> [TASK DIRECTIONS] Repeat every one of the following rows word for word, without changing anything.

> [Coordinate annotation records]
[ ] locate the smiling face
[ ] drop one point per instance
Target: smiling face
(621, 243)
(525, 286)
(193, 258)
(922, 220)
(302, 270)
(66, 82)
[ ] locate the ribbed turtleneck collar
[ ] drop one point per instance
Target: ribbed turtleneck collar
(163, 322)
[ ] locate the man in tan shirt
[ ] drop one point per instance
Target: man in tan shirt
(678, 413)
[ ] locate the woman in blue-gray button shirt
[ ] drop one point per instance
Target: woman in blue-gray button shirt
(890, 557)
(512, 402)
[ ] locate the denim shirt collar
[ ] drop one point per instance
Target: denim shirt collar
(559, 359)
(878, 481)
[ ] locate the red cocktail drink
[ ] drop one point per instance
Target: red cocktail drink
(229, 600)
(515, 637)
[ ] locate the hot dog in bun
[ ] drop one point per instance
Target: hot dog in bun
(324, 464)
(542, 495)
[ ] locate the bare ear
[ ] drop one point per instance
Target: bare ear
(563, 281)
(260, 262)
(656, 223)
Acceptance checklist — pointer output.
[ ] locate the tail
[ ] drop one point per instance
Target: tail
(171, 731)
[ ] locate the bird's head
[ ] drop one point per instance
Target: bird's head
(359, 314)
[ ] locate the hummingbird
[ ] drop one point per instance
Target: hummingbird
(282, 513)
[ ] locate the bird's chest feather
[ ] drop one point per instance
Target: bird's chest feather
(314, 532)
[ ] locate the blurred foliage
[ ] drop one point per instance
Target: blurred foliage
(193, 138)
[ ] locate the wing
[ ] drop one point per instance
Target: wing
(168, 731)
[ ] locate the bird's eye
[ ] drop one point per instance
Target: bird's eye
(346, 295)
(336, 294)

> [RESULT OF THIS EXERCISE]
[ ] locate the smiling face
[ ] drop one point per instance
Target: smiling face
(621, 243)
(525, 286)
(193, 258)
(922, 220)
(302, 270)
(66, 82)
[ ] locate the ribbed turtleneck collar
[ ] drop one point per instance
Target: ribbed turtleneck collar
(163, 322)
[ ] locate the man in tan shirt
[ ] drop one point per instance
Target: man in tan shirt
(678, 413)
[ ] locate the woman in blue-gray button shirt
[ ] drop one point per instance
Target: woman in blue-gray button shirt
(890, 557)
(512, 402)
[ ] locate the denim shirt collar
[ ] drop one point per instance
Target: denim shirt collar
(559, 359)
(878, 481)
[ ] locate the red cocktail drink
[ ] drop one point per instance
Target: red cocktail drink
(229, 600)
(515, 637)
[ ] locate the hot dog in bun
[ ] drop one point per instance
Target: hot dog in bun
(324, 464)
(542, 495)
[ ] locate the bare ear
[ ] drop one point per instance
Target: bare ear
(563, 281)
(260, 262)
(656, 223)
Acceptance checklist — pointer output.
[ ] locate the tail
[ ] drop one point per instance
Target: tail
(171, 731)
[ ] locate the bird's head
[ ] drop one point per instance
Target: bird's head
(359, 314)
[ ] locate the hummingbird
[ ] drop one point per instance
Target: hummingbird
(282, 513)
[ ] locate the bird's chest feather
[ ] drop one point per instance
Target: bird's chest feather
(314, 532)
[ ] locate the blurred foliage
[ ] drop one point per instance
Target: blurred foliage
(193, 138)
[ ] locate the wing
[ ] drop one point per instance
Target: wing
(168, 731)
[ ] locate the bird's eye
[ ] drop one point per instance
Target: bird's eye
(346, 295)
(336, 294)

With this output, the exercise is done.